[Natural-language object grounding data]
....

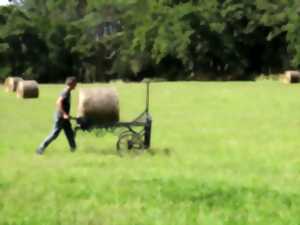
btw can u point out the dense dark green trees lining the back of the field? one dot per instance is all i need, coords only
(101, 40)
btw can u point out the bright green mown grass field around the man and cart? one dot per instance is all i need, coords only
(222, 153)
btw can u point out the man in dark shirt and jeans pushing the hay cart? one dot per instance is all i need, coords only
(62, 117)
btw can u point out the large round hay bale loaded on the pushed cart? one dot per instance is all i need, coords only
(98, 105)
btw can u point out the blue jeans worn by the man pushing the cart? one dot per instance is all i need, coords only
(59, 124)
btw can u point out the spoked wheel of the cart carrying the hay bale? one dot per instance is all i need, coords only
(130, 142)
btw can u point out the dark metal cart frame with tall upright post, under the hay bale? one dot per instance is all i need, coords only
(143, 122)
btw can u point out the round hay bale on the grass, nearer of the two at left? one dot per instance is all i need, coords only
(28, 89)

....

* YOUR INSTRUCTIONS *
Using the records above, output exactly the lines from the one containing "btw can u point out the blue" through the last line, and no others.

* SOLUTION FOR THIS EXERCISE *
btw can u point out the blue jeans worn by the man pushing the cart? one dot per instance is all i need, coords only
(59, 124)
btw can u point out the spoked wheel of the cart carrying the hay bale? one dot per instance is all i need, coords only
(130, 142)
btw can u point out the dark metal cart frame with tall upright post, under the hay bale? one dot per instance is all i need, coords only
(143, 122)
btw can u point out the round hay bale on the grass, nearer of the two at left? one dot per instance is all i need, coords only
(28, 89)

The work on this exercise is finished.